## [WHAT YOU HAVE TO DO]
The whole listing that follows should be printed again, unchanged.

## [DATA EXCERPTS]
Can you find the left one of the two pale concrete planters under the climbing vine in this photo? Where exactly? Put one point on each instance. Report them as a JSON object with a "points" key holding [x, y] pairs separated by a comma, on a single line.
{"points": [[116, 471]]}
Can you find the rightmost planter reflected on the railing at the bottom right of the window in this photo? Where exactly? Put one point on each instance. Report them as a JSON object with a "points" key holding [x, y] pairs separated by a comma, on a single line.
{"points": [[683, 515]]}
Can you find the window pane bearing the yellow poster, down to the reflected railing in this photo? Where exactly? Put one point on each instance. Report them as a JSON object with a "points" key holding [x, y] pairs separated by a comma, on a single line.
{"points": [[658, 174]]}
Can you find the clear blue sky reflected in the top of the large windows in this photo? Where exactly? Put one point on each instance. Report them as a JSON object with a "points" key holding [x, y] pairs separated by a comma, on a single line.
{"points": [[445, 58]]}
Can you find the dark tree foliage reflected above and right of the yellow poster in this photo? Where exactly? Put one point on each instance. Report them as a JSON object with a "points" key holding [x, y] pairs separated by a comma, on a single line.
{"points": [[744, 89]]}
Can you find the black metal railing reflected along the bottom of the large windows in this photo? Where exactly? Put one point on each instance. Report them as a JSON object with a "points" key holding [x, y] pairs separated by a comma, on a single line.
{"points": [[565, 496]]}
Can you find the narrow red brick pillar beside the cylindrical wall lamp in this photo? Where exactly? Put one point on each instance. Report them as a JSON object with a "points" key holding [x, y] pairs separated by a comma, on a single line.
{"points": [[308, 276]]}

## [REPLY]
Can you find the left one of the two pale concrete planters under the climbing vine in this photo? Where exactly? Put one point on each instance. Report them as a JSON object with a "points" key holding [x, y] pairs separated by a comma, on a single line.
{"points": [[116, 471]]}
Can you find the rightmost planter reflected on the railing at the bottom right of the window in this photo? Where exactly? Put one point on each instance. Report them as a JSON object with a "points" key holding [x, y] pairs separated by a comma, on a single line.
{"points": [[683, 515]]}
Can you find the window pane bearing the yellow poster, down to the reflected railing in this photo? Where exactly? Put one point on each instance. Report them as a JSON object with a "points" key holding [x, y] pairs separated by a comma, on a single line.
{"points": [[658, 174]]}
Can you find the clear blue sky reflected in the top of the large windows in this photo? Where exactly? Put one point on each instance. Report them as a JSON object with a "points" key holding [x, y] pairs separated by a comma, on a single line.
{"points": [[445, 58]]}
Can you find the dark tree foliage reflected above and right of the yellow poster in this photo? Where exactly? Put one point on each instance. Report them as a JSON object with a "points" key holding [x, y] pairs separated by a comma, on a single line.
{"points": [[744, 89]]}
Can you find the black metal railing reflected along the bottom of the large windows in this photo? Where exactly? Put one point on each instance. Report them as a JSON object with a "points" key holding [x, y] pairs separated by a comma, on a single line.
{"points": [[565, 496]]}
Can you find the narrow red brick pillar beside the cylindrical wall lamp in this photo? Where exactly? Put one point on each instance. Report them as a JSON object with a "points" key holding [x, y] pairs separated by a comma, on a single line.
{"points": [[308, 276]]}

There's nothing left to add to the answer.